In the listing that follows, how many lines have the word "below" in them? Give only the number.

[[ Records for this exercise open ]]

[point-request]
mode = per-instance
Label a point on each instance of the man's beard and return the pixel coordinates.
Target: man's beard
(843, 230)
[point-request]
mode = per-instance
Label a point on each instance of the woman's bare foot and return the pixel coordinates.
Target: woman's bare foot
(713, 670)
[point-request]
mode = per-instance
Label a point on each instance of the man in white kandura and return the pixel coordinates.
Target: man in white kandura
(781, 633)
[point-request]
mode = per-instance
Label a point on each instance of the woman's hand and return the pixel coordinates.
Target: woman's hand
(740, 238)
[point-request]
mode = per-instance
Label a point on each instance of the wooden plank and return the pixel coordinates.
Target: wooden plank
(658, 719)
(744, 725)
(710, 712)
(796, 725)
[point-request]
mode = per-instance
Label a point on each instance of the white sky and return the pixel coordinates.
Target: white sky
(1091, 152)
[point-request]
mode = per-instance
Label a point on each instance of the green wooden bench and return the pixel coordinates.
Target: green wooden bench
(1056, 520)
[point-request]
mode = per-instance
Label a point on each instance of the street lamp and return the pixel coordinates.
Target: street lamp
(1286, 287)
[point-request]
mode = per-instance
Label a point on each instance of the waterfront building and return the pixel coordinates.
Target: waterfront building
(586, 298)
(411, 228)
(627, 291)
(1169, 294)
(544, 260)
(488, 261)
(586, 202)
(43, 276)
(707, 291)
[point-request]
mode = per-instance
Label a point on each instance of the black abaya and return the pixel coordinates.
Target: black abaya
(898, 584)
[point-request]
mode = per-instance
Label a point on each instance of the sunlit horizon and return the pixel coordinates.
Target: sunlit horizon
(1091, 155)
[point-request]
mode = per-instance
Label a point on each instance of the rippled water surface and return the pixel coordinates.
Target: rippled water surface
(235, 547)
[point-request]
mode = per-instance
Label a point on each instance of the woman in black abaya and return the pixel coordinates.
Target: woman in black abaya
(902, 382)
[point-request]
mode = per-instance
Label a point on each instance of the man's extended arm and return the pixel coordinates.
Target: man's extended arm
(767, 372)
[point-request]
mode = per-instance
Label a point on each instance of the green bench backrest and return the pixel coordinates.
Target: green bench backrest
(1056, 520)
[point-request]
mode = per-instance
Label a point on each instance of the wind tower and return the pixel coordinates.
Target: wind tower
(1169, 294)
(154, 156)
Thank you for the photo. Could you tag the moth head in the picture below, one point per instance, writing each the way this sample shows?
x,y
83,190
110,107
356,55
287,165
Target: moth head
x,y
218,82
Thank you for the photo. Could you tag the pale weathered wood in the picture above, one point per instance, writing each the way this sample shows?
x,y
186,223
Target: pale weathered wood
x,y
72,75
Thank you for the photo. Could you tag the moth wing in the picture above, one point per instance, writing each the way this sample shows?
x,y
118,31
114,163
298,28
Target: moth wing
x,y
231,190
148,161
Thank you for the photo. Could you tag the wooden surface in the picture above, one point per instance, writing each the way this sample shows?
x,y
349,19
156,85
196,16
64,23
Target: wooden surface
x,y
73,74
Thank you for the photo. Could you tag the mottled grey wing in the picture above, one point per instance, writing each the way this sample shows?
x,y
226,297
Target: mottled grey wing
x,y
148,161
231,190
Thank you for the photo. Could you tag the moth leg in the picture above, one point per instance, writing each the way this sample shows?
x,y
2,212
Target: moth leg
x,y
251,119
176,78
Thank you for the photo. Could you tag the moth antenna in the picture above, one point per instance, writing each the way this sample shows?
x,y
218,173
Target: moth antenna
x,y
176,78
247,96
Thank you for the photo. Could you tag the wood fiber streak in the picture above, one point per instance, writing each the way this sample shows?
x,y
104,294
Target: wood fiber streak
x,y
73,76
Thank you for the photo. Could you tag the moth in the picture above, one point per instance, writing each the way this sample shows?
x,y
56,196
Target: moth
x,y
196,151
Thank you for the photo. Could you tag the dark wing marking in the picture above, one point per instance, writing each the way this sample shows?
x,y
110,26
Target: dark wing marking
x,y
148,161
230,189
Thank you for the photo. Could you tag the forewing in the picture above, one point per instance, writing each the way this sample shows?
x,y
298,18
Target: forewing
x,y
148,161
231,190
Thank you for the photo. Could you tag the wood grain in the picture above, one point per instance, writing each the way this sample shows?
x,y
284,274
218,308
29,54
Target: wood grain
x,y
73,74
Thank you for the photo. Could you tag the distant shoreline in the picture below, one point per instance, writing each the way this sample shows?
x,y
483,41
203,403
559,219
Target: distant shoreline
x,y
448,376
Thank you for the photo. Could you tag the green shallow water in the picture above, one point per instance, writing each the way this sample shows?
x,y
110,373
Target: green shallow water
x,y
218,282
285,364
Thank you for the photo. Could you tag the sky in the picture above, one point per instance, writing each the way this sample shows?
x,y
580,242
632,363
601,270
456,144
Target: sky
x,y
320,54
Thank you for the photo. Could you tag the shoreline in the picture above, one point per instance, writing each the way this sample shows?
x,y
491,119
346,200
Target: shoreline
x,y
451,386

[[ Records for this exercise closed ]]
[[ Records for this exercise open ]]

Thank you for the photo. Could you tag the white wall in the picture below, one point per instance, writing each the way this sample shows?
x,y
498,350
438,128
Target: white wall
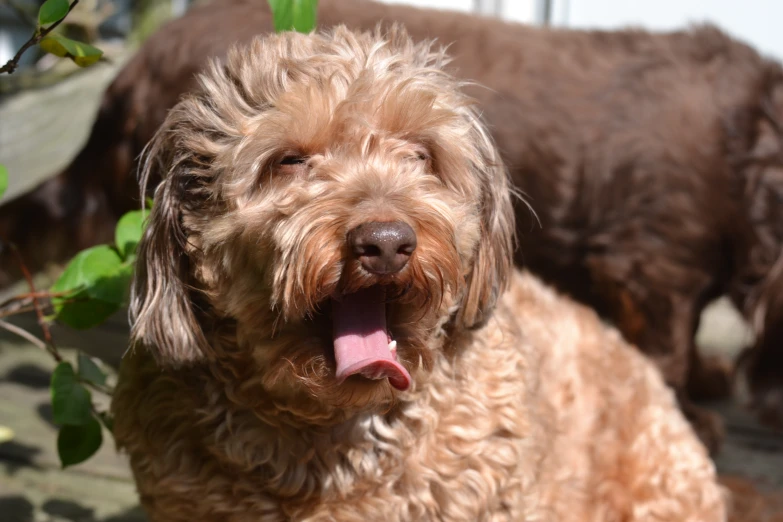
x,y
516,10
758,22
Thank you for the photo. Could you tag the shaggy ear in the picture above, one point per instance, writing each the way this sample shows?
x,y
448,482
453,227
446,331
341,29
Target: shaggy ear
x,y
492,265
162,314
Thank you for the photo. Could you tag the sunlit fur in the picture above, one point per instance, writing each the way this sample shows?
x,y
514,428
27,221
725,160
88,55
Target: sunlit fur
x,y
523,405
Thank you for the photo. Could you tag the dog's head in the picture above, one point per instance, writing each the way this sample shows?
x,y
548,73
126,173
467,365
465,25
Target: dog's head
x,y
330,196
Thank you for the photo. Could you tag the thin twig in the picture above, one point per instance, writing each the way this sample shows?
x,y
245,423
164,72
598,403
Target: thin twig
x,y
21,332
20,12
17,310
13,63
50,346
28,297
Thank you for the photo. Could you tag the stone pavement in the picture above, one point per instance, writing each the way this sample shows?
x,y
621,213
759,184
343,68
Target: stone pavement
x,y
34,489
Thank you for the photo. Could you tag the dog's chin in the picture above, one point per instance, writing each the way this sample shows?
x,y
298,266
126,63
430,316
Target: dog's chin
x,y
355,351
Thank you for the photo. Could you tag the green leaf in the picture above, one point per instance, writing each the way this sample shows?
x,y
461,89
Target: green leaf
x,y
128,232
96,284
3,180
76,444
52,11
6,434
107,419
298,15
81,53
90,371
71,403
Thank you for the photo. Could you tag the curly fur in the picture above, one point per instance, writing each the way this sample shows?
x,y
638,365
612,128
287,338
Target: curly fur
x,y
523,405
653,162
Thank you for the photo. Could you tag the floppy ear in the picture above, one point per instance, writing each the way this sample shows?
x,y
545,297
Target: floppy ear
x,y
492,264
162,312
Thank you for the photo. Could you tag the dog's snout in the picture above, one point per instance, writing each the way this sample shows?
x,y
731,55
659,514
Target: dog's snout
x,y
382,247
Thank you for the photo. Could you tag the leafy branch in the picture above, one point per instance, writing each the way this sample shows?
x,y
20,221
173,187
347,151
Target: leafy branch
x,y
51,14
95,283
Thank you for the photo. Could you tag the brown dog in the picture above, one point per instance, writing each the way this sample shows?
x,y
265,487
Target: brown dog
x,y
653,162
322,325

[[ Records for this exercise closed ]]

◆ Solved exercise ◆
3